ASSIGNED TASK: Scan the material and copy out each line where the word "before" occurs.

LISTED ENTRIES:
Content starts
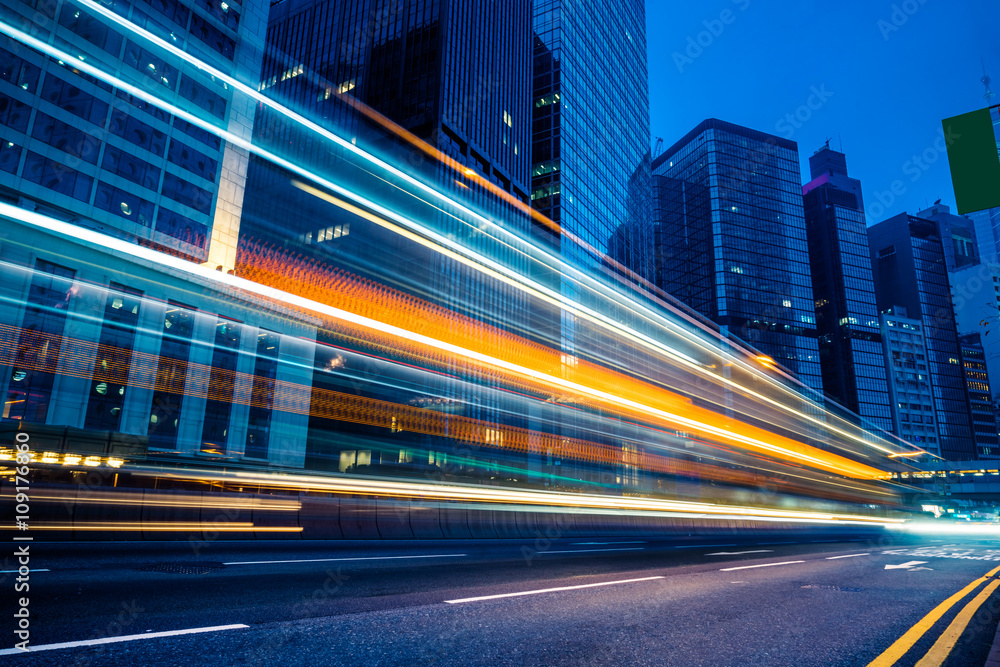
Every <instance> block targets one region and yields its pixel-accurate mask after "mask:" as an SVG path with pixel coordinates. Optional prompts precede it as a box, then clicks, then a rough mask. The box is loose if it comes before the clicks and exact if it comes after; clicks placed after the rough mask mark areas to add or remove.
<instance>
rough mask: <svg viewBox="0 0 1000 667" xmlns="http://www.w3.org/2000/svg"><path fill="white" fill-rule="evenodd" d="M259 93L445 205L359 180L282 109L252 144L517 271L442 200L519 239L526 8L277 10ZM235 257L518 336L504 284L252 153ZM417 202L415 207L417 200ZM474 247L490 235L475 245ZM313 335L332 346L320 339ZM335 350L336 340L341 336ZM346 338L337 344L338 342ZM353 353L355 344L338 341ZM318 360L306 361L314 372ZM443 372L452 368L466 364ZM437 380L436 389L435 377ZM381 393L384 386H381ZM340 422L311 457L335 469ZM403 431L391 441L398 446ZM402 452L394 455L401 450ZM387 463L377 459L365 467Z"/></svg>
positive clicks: (521, 2)
mask: <svg viewBox="0 0 1000 667" xmlns="http://www.w3.org/2000/svg"><path fill="white" fill-rule="evenodd" d="M314 26H315V29H314ZM267 44H268V54H267V57H266V58H265V61H264V65H263V72H262V79H261V83H260V90H261V92H262V93H263V94H264V95H266V96H268V97H270V98H272V99H274V100H277V101H279V102H280V103H282V104H283V105H285V106H286V107H287V108H289V109H291V110H292V111H293V112H296V113H298V114H301V115H302V116H304V117H306V118H308V119H309V120H310V121H313V122H316V123H317V124H319V125H320V126H322V128H323V129H324V130H326V131H329V132H330V133H332V134H333V135H336V136H337V137H338V138H340V139H341V140H342V141H345V142H350V144H352V145H353V146H357V148H358V150H360V151H363V152H365V153H367V154H370V155H374V156H377V157H378V158H379V159H385V160H387V161H388V162H389V163H390V164H393V165H398V166H399V168H400V170H401V171H403V172H406V173H407V175H408V176H411V177H413V178H417V179H420V180H423V181H424V182H425V183H427V184H428V187H430V188H433V189H435V190H437V191H439V192H441V193H442V194H443V195H445V196H446V197H448V198H450V200H451V201H448V202H446V201H444V200H442V199H435V198H434V197H430V196H428V197H426V202H424V201H422V200H421V199H420V198H413V197H411V196H410V195H409V193H408V191H407V188H406V187H402V188H396V187H395V185H396V184H394V183H391V182H387V181H385V180H383V179H381V178H369V179H368V180H366V177H367V176H369V172H370V171H371V165H370V164H368V163H364V162H359V161H358V158H357V156H356V154H355V153H354V152H353V151H352V150H351V149H350V148H345V147H344V146H343V145H340V146H338V145H337V144H336V143H335V142H332V141H324V140H323V139H322V137H320V136H317V135H316V134H315V133H311V132H308V131H305V130H304V129H303V128H301V127H297V126H296V125H295V124H294V123H291V122H289V120H288V118H287V116H286V115H285V114H283V113H281V112H279V111H277V110H264V111H263V112H262V113H261V114H259V116H258V122H257V125H256V129H255V138H256V139H257V140H258V141H260V142H261V143H262V145H264V146H267V147H268V148H269V149H270V150H273V151H274V152H276V153H279V154H281V155H283V156H287V157H289V158H290V159H292V160H293V161H294V162H295V164H296V165H298V166H300V167H303V168H305V169H308V170H310V171H312V172H313V173H315V174H317V175H318V176H320V177H329V175H331V174H334V175H335V178H333V179H332V180H341V179H343V180H345V181H346V182H351V181H352V180H353V181H355V182H356V183H357V184H358V185H357V187H356V188H354V189H353V191H352V194H354V195H357V196H359V197H360V198H367V199H368V200H370V201H373V202H377V204H378V205H379V206H381V207H384V208H385V209H387V210H394V211H398V212H400V213H401V214H402V215H403V216H407V217H412V218H413V219H415V220H418V221H419V222H420V223H421V224H425V225H427V226H428V227H430V228H433V229H434V230H435V231H436V232H437V233H439V234H442V235H446V236H448V237H450V238H451V239H453V240H454V241H456V242H459V243H462V244H463V245H465V246H467V247H471V248H475V249H477V250H480V251H482V252H484V253H485V254H488V255H489V256H490V258H491V259H493V260H495V261H497V262H499V263H500V264H502V265H505V266H507V267H512V268H513V269H514V270H515V271H519V272H522V273H523V272H525V271H526V259H525V255H524V254H523V253H518V252H516V251H514V249H513V248H512V246H511V244H503V243H492V244H491V243H490V241H491V240H492V237H491V236H490V235H489V234H483V233H482V229H485V227H481V225H480V223H478V222H476V221H471V222H473V224H468V223H469V222H470V219H469V217H468V216H467V215H465V214H459V215H454V216H453V215H452V212H453V209H452V208H451V202H460V203H461V204H462V205H463V206H467V207H469V208H472V209H476V210H477V211H479V212H482V213H483V214H485V215H486V216H487V217H489V218H490V219H491V220H494V221H497V222H499V224H500V225H502V226H504V227H505V228H506V229H508V230H511V231H513V232H515V233H517V234H520V235H522V236H525V235H527V233H528V230H529V223H528V217H529V216H528V215H527V214H526V212H525V210H519V209H518V205H517V203H519V204H520V205H521V206H522V207H524V209H526V207H527V205H528V202H529V198H528V188H529V184H530V175H529V174H530V156H531V118H532V98H531V80H532V79H531V68H532V34H531V3H530V2H529V0H516V1H514V2H509V1H505V0H472V1H470V2H462V3H441V2H435V1H432V0H413V1H410V2H395V1H392V0H362V1H361V2H335V3H329V2H322V1H318V0H286V1H285V2H282V3H278V4H275V5H274V6H273V7H272V10H271V15H270V20H269V25H268V33H267ZM250 171H251V173H250V177H249V179H250V181H251V183H252V185H253V191H252V192H251V194H250V195H249V196H248V204H247V215H246V216H245V221H244V229H245V230H247V232H248V233H247V234H246V235H245V236H244V240H243V248H245V249H246V253H247V255H250V254H251V253H252V252H253V250H254V248H255V246H256V245H257V244H258V243H259V242H260V241H263V242H265V243H268V244H275V245H284V246H286V247H293V248H294V249H295V250H294V252H295V253H301V254H303V255H304V256H307V257H310V258H311V260H314V261H317V262H318V263H319V264H320V265H322V266H324V267H325V268H329V269H331V270H342V271H347V272H349V273H351V274H354V275H359V276H363V277H364V278H366V279H369V280H372V281H374V282H375V283H377V284H379V285H386V286H391V287H394V288H398V289H401V290H402V291H404V292H406V293H408V294H411V295H414V296H417V297H419V298H422V299H426V300H429V301H432V302H434V303H436V304H438V305H442V306H445V307H447V308H448V309H449V310H452V311H456V312H460V313H463V314H466V315H469V316H471V317H474V318H476V319H477V320H480V321H486V322H490V323H491V324H496V325H499V326H502V327H503V328H504V329H506V330H508V331H515V332H517V333H518V334H521V335H525V334H526V333H528V330H529V328H528V326H527V317H528V316H527V314H528V313H529V312H530V310H529V308H528V307H527V299H526V297H525V296H524V295H523V294H522V293H520V292H518V291H517V290H515V289H513V288H512V287H510V286H509V285H508V284H505V283H503V282H502V281H500V280H498V279H496V278H493V277H490V276H487V275H484V273H482V272H477V271H475V270H473V269H471V268H469V267H467V266H465V265H464V264H462V263H461V262H460V261H457V260H456V259H455V258H453V257H450V256H447V255H446V254H444V253H439V252H435V251H433V250H431V249H429V248H427V247H425V246H424V245H421V244H420V243H417V242H414V240H413V239H412V238H410V237H408V236H406V235H405V234H399V233H396V232H395V231H390V230H387V229H386V228H385V226H384V225H380V224H378V222H376V221H373V220H371V219H370V217H366V216H363V215H362V216H359V215H356V214H355V213H356V209H355V210H353V211H352V210H347V209H346V208H345V207H342V206H341V207H338V206H337V205H335V204H332V203H331V202H330V199H328V198H324V197H321V196H320V197H317V196H315V194H314V193H307V192H305V191H303V189H302V188H301V187H299V186H297V185H296V184H295V183H293V181H296V180H299V181H301V180H303V179H302V177H301V176H299V175H296V174H293V173H291V172H289V171H287V170H285V169H284V168H282V167H279V166H275V165H273V164H270V163H268V162H267V161H265V160H263V159H254V160H252V162H251V169H250ZM425 204H426V205H425ZM484 239H485V240H484ZM319 336H320V339H321V340H323V341H327V342H331V341H333V340H335V339H336V336H332V337H331V335H330V334H329V333H328V332H324V331H320V332H319ZM337 340H339V339H337ZM339 344H342V341H341V342H340V343H339ZM348 345H350V343H348ZM323 363H325V361H324V360H323V359H320V358H317V361H316V364H317V369H321V367H322V364H323ZM451 370H452V372H454V373H456V374H461V373H463V372H464V370H463V369H461V368H457V367H456V368H453V369H451ZM441 384H442V386H444V385H446V384H447V383H441ZM456 386H457V385H454V384H447V387H446V388H442V389H440V391H441V393H442V394H447V395H446V396H443V397H442V400H447V401H451V402H453V404H454V405H455V406H457V407H455V408H454V409H456V410H460V411H461V414H462V415H463V416H465V417H474V418H482V417H485V416H487V415H493V416H494V417H495V413H492V412H491V410H493V409H494V408H495V407H496V406H495V402H491V399H488V398H485V392H483V393H481V394H477V395H473V394H472V393H467V394H462V395H458V394H456V393H455V391H456V389H455V387H456ZM383 391H385V392H389V389H383ZM350 428H351V427H347V426H345V425H343V424H337V423H333V422H332V421H330V420H313V421H312V422H311V425H310V436H309V444H308V456H309V458H310V460H311V461H312V462H314V463H315V464H316V465H317V466H319V467H329V466H339V465H340V459H341V458H343V457H342V456H340V454H342V453H343V451H349V450H343V451H338V450H342V445H343V438H341V437H334V436H333V435H331V434H343V433H346V432H349V431H350ZM401 437H402V436H401ZM397 455H398V452H395V453H393V456H397ZM387 463H398V462H395V461H391V462H390V461H388V460H387V459H385V458H382V457H380V456H379V454H378V453H377V452H375V453H374V455H373V458H372V459H370V460H369V461H368V463H367V464H366V465H373V466H377V465H383V464H387Z"/></svg>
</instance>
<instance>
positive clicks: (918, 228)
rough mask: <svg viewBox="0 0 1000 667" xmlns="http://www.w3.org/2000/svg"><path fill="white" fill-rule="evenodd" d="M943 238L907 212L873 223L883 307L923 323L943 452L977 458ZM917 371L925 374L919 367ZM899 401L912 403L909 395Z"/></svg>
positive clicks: (873, 240) (878, 275)
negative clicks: (906, 399) (952, 303)
mask: <svg viewBox="0 0 1000 667" xmlns="http://www.w3.org/2000/svg"><path fill="white" fill-rule="evenodd" d="M941 241H942V240H941V233H940V229H939V228H938V225H937V223H935V222H934V221H933V220H925V219H923V218H918V217H915V216H911V215H907V214H905V213H901V214H899V215H897V216H893V217H892V218H889V219H888V220H883V221H882V222H880V223H878V224H876V225H873V226H872V227H869V228H868V242H869V245H870V248H871V253H872V268H873V270H874V274H875V294H876V297H877V299H878V306H879V311H880V312H890V311H893V312H895V311H896V310H897V307H900V306H901V307H902V308H904V309H905V311H906V314H907V316H909V317H910V318H913V319H915V320H919V321H920V322H921V323H922V326H923V334H924V338H925V341H926V346H927V353H926V357H927V359H926V365H927V372H928V373H929V377H930V385H931V390H932V392H933V395H934V408H935V413H936V415H937V432H938V438H939V445H940V454H941V456H943V457H944V458H946V459H953V460H962V459H974V458H975V457H976V454H975V452H976V449H975V444H974V440H973V432H972V419H971V414H970V410H969V396H968V393H967V391H966V386H965V377H964V371H963V368H962V353H961V350H960V348H959V341H958V332H957V330H956V327H955V311H954V308H953V306H952V300H951V287H950V284H949V280H948V270H947V266H946V264H945V251H944V246H943V244H942V242H941ZM920 361H921V360H919V359H918V360H916V362H920ZM914 371H915V373H916V374H917V375H918V376H919V375H920V373H919V371H920V369H919V368H916V369H914ZM919 381H920V378H919V377H915V378H914V382H919ZM897 400H898V402H899V403H901V404H902V403H907V401H906V399H905V396H904V397H902V398H900V397H897Z"/></svg>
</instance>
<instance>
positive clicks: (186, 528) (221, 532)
mask: <svg viewBox="0 0 1000 667" xmlns="http://www.w3.org/2000/svg"><path fill="white" fill-rule="evenodd" d="M0 530H17V527H16V526H13V525H11V526H3V527H0ZM31 530H33V531H34V530H42V531H53V530H59V531H68V530H74V531H88V532H95V531H101V532H105V531H115V532H126V533H138V532H163V533H173V532H187V531H191V532H202V531H214V532H219V533H245V532H249V531H254V532H267V533H301V532H302V528H301V527H299V526H256V525H254V524H253V523H251V522H244V523H239V522H230V521H227V522H225V523H220V522H213V521H162V522H160V521H150V522H146V521H142V522H139V523H128V522H125V521H121V522H119V521H115V522H105V521H94V522H74V523H59V522H55V521H49V522H46V521H33V522H32V523H31Z"/></svg>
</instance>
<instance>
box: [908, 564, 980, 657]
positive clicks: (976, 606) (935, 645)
mask: <svg viewBox="0 0 1000 667" xmlns="http://www.w3.org/2000/svg"><path fill="white" fill-rule="evenodd" d="M997 586H1000V579H994V580H993V581H991V582H990V583H989V584H987V585H986V588H984V589H983V590H982V592H980V593H979V595H977V596H976V597H974V598H972V602H970V603H969V604H967V605H965V608H964V609H962V611H960V612H959V613H958V616H956V617H955V620H953V621H952V622H951V625H949V626H948V629H947V630H945V631H944V633H942V635H941V636H940V637H938V640H937V641H936V642H934V646H932V647H931V650H929V651H927V655H925V656H924V657H923V658H921V659H920V662H918V663H917V667H941V665H943V664H944V661H945V660H947V659H948V654H950V653H951V650H952V649H953V648H955V644H957V643H958V638H959V637H961V636H962V633H963V632H965V628H966V627H967V626H968V625H969V621H971V620H972V616H973V615H974V614H975V613H976V612H977V611H979V607H981V606H982V604H983V603H984V602H986V599H987V598H989V596H990V595H992V594H993V591H995V590H996V589H997Z"/></svg>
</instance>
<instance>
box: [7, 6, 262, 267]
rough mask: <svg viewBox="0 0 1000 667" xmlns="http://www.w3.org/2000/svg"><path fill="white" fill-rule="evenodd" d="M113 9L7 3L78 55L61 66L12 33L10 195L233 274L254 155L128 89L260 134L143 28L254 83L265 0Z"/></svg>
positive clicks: (230, 99) (29, 31)
mask: <svg viewBox="0 0 1000 667" xmlns="http://www.w3.org/2000/svg"><path fill="white" fill-rule="evenodd" d="M104 5H105V6H106V7H110V10H108V13H111V12H113V14H111V16H112V17H113V18H111V17H108V16H103V15H101V14H99V13H97V12H96V11H93V10H89V9H84V8H83V7H81V6H80V5H79V4H77V3H73V2H70V1H69V0H52V1H50V2H41V3H39V2H20V1H14V2H5V3H3V6H2V8H0V16H2V17H3V19H4V20H5V21H6V22H8V23H9V24H11V25H15V26H21V27H23V28H24V30H26V31H27V32H28V33H29V34H30V35H31V36H33V37H35V38H37V39H39V40H41V41H42V42H44V43H45V44H47V45H48V46H50V47H52V48H54V49H58V50H61V51H63V52H64V53H65V54H67V55H66V57H65V58H57V57H55V56H54V55H53V56H52V57H51V58H50V57H48V56H47V55H45V54H43V53H41V52H39V51H37V50H34V49H32V48H29V47H27V46H24V45H23V44H21V43H20V42H18V41H15V40H14V39H12V38H11V37H8V36H2V37H0V138H2V140H3V141H2V143H0V146H2V148H0V195H2V196H4V197H5V198H7V199H8V200H12V201H15V202H19V203H21V204H22V205H25V206H27V205H29V202H30V206H32V207H36V208H37V209H38V210H40V211H45V212H51V213H54V214H56V215H57V216H59V217H62V218H66V217H70V218H73V219H75V220H77V224H81V225H86V226H89V227H92V228H95V229H98V230H101V231H104V232H107V233H111V234H114V235H116V236H119V237H125V238H128V239H131V240H134V241H137V242H141V243H143V244H145V245H152V246H156V247H163V248H169V249H170V250H171V251H173V252H174V253H176V254H179V255H181V256H185V257H188V258H191V259H194V260H198V261H207V262H211V263H212V264H213V265H216V266H222V267H223V268H227V269H231V268H232V267H233V262H234V260H235V252H236V239H237V236H238V234H239V225H240V216H241V209H242V205H243V192H244V187H245V178H246V166H247V153H246V151H244V150H243V149H242V148H238V147H236V146H234V145H232V144H231V143H228V142H225V141H221V140H220V138H219V137H218V136H216V135H214V134H210V133H209V132H207V131H205V130H204V129H203V128H200V127H198V126H197V125H195V124H193V123H190V122H188V121H187V120H185V119H183V118H180V117H174V116H173V115H171V114H169V113H167V112H166V111H164V110H163V109H162V108H160V107H158V106H154V105H153V104H150V103H149V102H148V101H145V100H143V99H142V98H141V97H140V96H138V95H133V94H132V93H131V92H129V90H128V88H127V87H126V86H135V87H137V88H139V89H141V90H142V91H144V92H145V93H148V94H149V95H152V96H154V97H156V98H160V99H162V100H164V101H166V102H168V103H171V104H175V105H177V106H180V107H183V108H192V109H194V110H196V113H197V115H198V116H199V117H200V118H201V119H202V120H205V121H207V122H209V123H211V124H213V125H215V126H217V127H222V128H225V129H226V130H228V131H229V132H232V133H234V134H237V135H242V136H244V137H247V136H249V134H250V132H251V129H252V127H253V118H254V106H253V104H252V103H251V102H250V101H249V99H248V98H247V96H245V95H243V94H242V93H240V92H238V91H236V90H234V89H233V88H232V87H229V86H226V85H224V84H223V83H222V82H221V81H218V80H216V79H215V78H214V77H212V76H210V75H208V74H206V73H205V72H203V71H201V70H200V69H199V68H198V67H195V66H193V65H188V64H187V63H186V62H185V61H184V60H183V59H181V58H177V57H174V56H171V55H169V54H168V53H167V52H166V51H164V50H163V49H162V48H159V47H156V46H153V45H151V43H150V42H148V41H147V40H145V39H144V38H143V37H142V36H141V35H138V34H136V33H135V32H133V31H134V30H140V29H142V30H146V31H149V32H150V33H152V34H153V35H155V36H156V37H158V38H162V39H164V40H166V41H167V42H168V43H169V44H170V46H172V47H175V48H179V49H181V50H182V51H184V52H186V53H187V54H189V55H190V56H191V57H193V58H197V59H200V60H201V61H203V62H204V63H206V64H207V65H209V66H211V67H215V68H216V69H218V70H220V71H222V72H224V73H226V74H229V75H232V76H233V77H234V78H236V79H238V80H240V81H241V82H243V83H247V84H250V85H256V83H257V81H258V80H259V75H260V66H261V58H262V55H263V47H264V31H265V28H266V25H267V3H265V2H263V1H261V0H242V1H241V0H232V1H230V2H215V1H206V2H200V3H187V4H182V3H179V2H155V3H145V2H138V1H137V2H129V1H124V0H123V1H116V2H114V3H104ZM116 20H123V21H126V22H128V21H130V22H131V24H129V23H126V25H127V26H130V25H133V24H134V27H121V26H119V25H117V24H116V22H115V21H116ZM49 55H52V54H51V53H50V54H49ZM109 63H110V65H108V64H109ZM75 64H76V65H75ZM91 64H96V65H97V66H99V67H101V68H105V67H110V68H111V69H112V70H114V72H115V75H116V76H117V77H118V78H119V79H120V80H121V81H122V82H123V83H124V84H126V85H123V86H120V87H112V86H111V85H109V84H108V83H107V82H106V81H101V80H99V79H97V78H95V77H94V76H91V75H89V74H87V72H86V70H85V69H84V68H85V66H86V65H91Z"/></svg>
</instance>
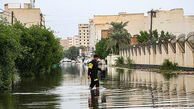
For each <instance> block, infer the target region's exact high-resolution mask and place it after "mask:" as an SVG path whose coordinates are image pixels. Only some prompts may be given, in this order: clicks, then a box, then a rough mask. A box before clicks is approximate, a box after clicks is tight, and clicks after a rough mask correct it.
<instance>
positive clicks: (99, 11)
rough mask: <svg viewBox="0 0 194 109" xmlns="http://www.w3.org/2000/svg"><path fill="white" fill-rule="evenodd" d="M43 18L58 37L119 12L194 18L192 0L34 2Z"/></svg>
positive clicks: (20, 0) (50, 1)
mask: <svg viewBox="0 0 194 109" xmlns="http://www.w3.org/2000/svg"><path fill="white" fill-rule="evenodd" d="M24 2H30V0H0V8H1V9H3V8H4V6H3V4H5V3H24ZM35 5H36V7H37V8H41V10H42V13H43V14H44V15H45V18H46V25H47V27H50V28H51V29H52V30H54V31H55V32H56V35H57V36H58V37H61V38H65V37H68V36H73V35H76V34H78V28H77V26H78V24H79V23H88V19H90V18H92V17H93V16H94V15H112V14H118V13H119V12H127V13H138V12H139V13H146V12H147V11H148V10H151V9H173V8H183V9H184V10H185V14H186V15H194V6H193V5H194V0H36V4H35Z"/></svg>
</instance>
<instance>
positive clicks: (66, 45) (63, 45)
mask: <svg viewBox="0 0 194 109" xmlns="http://www.w3.org/2000/svg"><path fill="white" fill-rule="evenodd" d="M60 44H61V46H62V47H63V50H68V49H69V41H68V40H67V39H64V40H60Z"/></svg>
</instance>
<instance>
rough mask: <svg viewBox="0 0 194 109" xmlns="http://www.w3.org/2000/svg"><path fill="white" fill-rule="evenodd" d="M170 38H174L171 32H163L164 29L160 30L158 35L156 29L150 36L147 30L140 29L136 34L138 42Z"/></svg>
mask: <svg viewBox="0 0 194 109" xmlns="http://www.w3.org/2000/svg"><path fill="white" fill-rule="evenodd" d="M171 38H174V35H173V34H170V33H169V32H166V33H165V32H164V31H161V32H160V35H159V33H158V31H157V30H153V32H152V38H151V36H150V33H148V32H147V31H140V34H139V35H137V40H138V42H139V43H140V44H141V43H146V42H149V41H158V40H168V39H171Z"/></svg>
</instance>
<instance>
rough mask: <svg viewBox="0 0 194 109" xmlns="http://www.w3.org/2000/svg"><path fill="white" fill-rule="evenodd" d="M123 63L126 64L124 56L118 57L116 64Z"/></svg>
mask: <svg viewBox="0 0 194 109" xmlns="http://www.w3.org/2000/svg"><path fill="white" fill-rule="evenodd" d="M121 65H124V58H123V57H122V56H121V57H118V58H117V59H116V66H121Z"/></svg>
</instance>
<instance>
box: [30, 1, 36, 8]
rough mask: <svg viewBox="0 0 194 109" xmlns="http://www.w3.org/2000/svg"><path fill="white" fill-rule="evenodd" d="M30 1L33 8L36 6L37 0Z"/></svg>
mask: <svg viewBox="0 0 194 109" xmlns="http://www.w3.org/2000/svg"><path fill="white" fill-rule="evenodd" d="M30 3H31V4H32V8H35V0H30Z"/></svg>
Content ends
RESPONSE TO THIS TASK:
Every <instance> block targets one region and yields its pixel-accurate mask after "mask:" as an SVG path with pixel coordinates. Optional prompts precede it as a box, then clicks, then a rough mask. The box is loose if it comes before the clicks and exact if it comes after; clicks placed after the rough mask mark areas to add or remove.
For each <instance> block, infer the target region's exact high-resolution mask and place it after "mask:" as an SVG path whose coordinates are image pixels. Only some prompts may be given, in this order: clicks, then a box, then a rough mask. A box before clicks is approximate, a box after clicks is tight, and clicks after a rough mask correct it.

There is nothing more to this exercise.